> [Data for this exercise]:

* * * * * * *

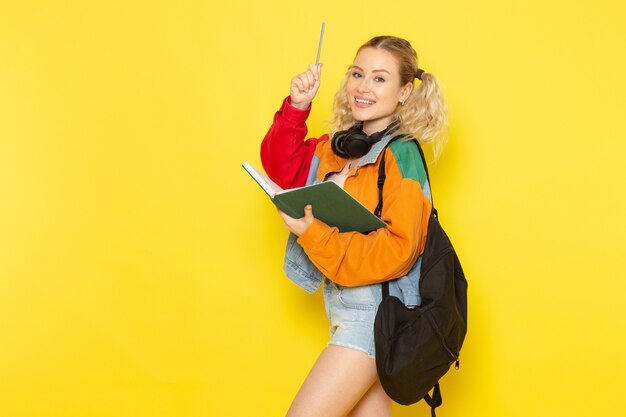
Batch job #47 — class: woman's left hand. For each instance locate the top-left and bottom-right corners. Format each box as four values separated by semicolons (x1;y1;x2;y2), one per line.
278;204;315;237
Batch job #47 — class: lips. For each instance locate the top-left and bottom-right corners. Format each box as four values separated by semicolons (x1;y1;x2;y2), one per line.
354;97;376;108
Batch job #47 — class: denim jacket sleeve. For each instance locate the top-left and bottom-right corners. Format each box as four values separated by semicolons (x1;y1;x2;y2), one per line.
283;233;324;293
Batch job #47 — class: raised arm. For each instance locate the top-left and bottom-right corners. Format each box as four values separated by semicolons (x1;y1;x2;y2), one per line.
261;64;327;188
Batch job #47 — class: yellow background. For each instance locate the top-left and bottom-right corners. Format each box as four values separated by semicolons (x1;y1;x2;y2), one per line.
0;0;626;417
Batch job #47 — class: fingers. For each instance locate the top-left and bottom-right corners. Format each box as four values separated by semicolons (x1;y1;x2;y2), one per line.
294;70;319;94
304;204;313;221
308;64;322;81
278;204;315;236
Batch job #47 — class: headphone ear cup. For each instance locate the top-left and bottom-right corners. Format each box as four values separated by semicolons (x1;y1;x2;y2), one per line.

* * * * * * *

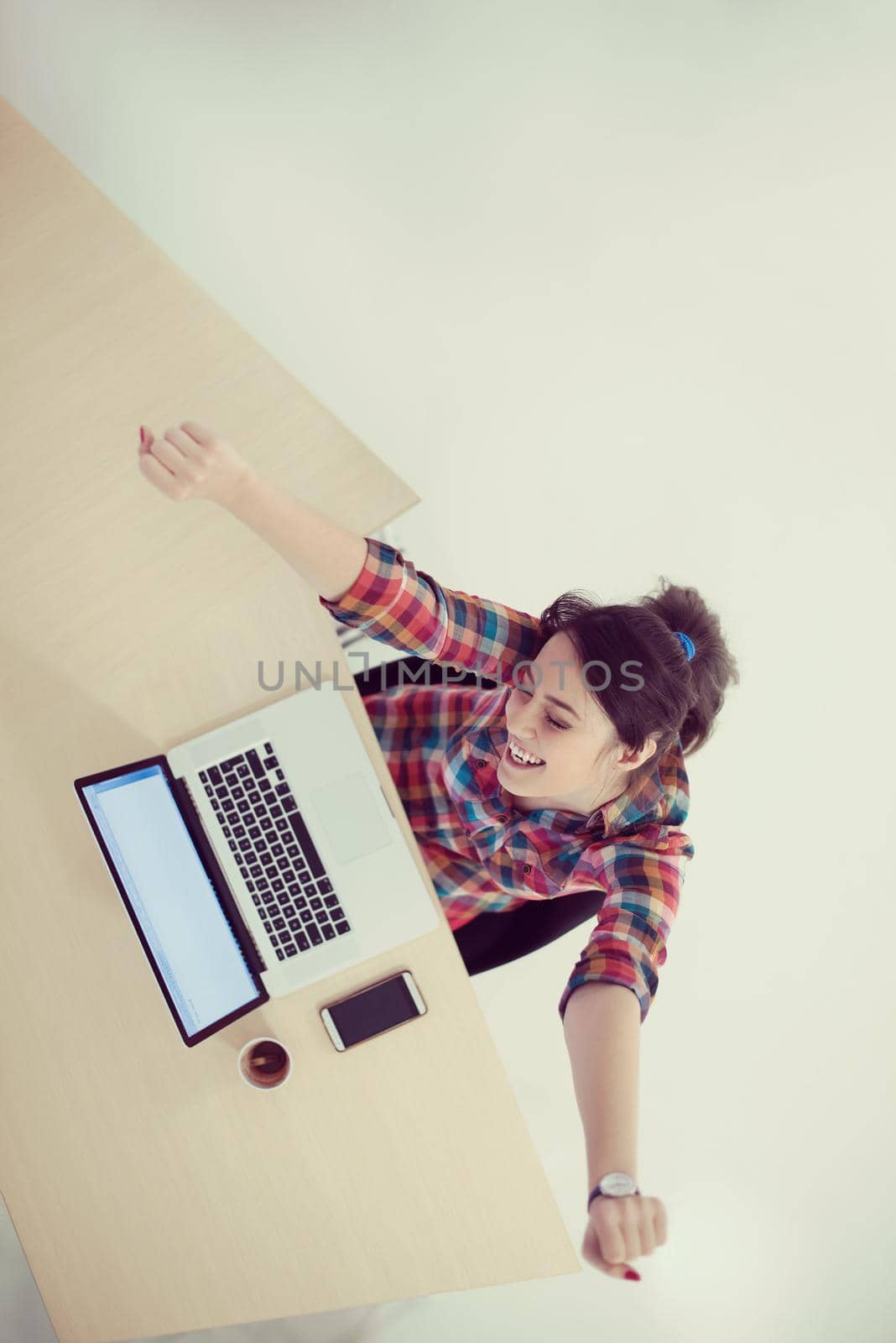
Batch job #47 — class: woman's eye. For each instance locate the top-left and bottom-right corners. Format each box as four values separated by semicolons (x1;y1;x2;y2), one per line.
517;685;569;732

* * * * * * *

> [Given task]:
Could you express the stretch from the line containing "Batch job #47 — class: fingers." through the line containing "278;204;315;236", both ends included, as a Markdown table with columns headed Row and Line, leaving out blank lines?

> [Written answer]:
| Row | Line |
|---|---|
| 1 | Batch job #47 — class: fingers. For each instance locate the top-left and bottom-right corners. Format each box as four values separated by semicolons (x1;y1;x2;y2), one per line. |
| 2 | 294;70;319;94 |
| 3 | 304;204;313;221 |
| 4 | 308;64;322;81 |
| 5 | 278;204;315;236 |